_Exercise description_
Write the next part of the text on the 64th annual Blessing, starting after its final sentence.

_Text excerpt_
────────────────────────────────────────
The 64th annual Blessing also was a first for Graeme Cowgill, associate pastor of Shoreline Church.
“I’ve never seen anything like it, I’ve never seen unity in a city like this,” Cowgill said.
He said the boats technically are in competition with one another during the year for catches, but not on blessing day.
“It just seems like there’s so much unity on a day like today,” Cowgill said.
And before the captains and passengers boarded their vessels for the blessing, many gathered under the big tent behind Brotula’s Seafood House and Steamer for a worship service. Last year, locals had to forgo the meeting under the tent because of the pandemic.
But not this year, more than 150 filled the tent for singing and personal testimonies.
Capt. Pat Meyers of the Only Way shared his testimony and said he was glad that God was offered second chances.
“I’m on my 112th second chance. I don’t think he ever runs out of them. That's why Jesus came and died for us," Meyers said.
────────────────────────────────────────
_Entries provided_

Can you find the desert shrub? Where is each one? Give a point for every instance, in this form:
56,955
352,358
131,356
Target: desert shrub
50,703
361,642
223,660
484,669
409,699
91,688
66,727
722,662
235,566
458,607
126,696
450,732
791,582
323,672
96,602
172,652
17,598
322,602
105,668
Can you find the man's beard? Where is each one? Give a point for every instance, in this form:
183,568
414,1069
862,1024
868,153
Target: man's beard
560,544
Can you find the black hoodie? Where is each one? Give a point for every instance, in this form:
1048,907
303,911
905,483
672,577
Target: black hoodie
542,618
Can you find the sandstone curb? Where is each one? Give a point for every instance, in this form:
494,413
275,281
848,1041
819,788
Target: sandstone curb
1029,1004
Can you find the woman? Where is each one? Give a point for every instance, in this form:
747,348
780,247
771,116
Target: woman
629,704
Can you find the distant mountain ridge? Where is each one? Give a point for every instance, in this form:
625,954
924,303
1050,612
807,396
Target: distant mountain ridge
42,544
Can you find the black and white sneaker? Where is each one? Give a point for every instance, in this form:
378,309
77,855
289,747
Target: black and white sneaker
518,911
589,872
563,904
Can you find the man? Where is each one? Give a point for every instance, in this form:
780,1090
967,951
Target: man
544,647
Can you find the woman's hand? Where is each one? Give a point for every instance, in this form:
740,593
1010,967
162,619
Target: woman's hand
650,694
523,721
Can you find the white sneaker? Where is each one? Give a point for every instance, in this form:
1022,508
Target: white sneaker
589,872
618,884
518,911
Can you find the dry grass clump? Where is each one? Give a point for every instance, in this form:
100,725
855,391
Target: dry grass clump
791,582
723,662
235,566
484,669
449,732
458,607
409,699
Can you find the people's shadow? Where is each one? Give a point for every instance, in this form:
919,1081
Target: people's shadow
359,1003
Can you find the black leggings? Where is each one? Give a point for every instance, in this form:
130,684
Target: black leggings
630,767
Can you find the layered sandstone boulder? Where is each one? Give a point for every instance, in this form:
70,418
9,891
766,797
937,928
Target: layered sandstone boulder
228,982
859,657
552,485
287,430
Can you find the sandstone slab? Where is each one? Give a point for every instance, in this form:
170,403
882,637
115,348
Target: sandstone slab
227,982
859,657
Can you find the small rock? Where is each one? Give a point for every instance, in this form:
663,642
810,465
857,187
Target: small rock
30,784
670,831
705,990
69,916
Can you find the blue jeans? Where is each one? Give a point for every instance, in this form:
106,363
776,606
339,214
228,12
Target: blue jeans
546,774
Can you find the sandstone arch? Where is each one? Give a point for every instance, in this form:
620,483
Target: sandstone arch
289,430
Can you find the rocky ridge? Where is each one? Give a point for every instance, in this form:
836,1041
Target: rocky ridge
────────────────────────────────────────
_Answer box_
“Truth is I’m a crack head with a drinking problem and yet I can find strength in God when I surrender to his will,” he said. “To be quite frank … God has totally ruined my drinking and drugging.”
Capt. Ricky Bennington of the Lucky Dog also gave a testimony.
He shared how the fishermen’s Bible study helped draw him back to God.
“And the more I read (the Bible) the more life lessons I learned,” Bennington said.
Following the personal testimonies of the local fishermen, Bishop Phillip Jones of All Saints Dallas, gave a short sermon on what Ascension Day is all about, before the clergy headed down the docks to bless the boats.
While boats were being blessed, others shared in a fish fry under the tent.
The blessing of the vessels took almost three hours.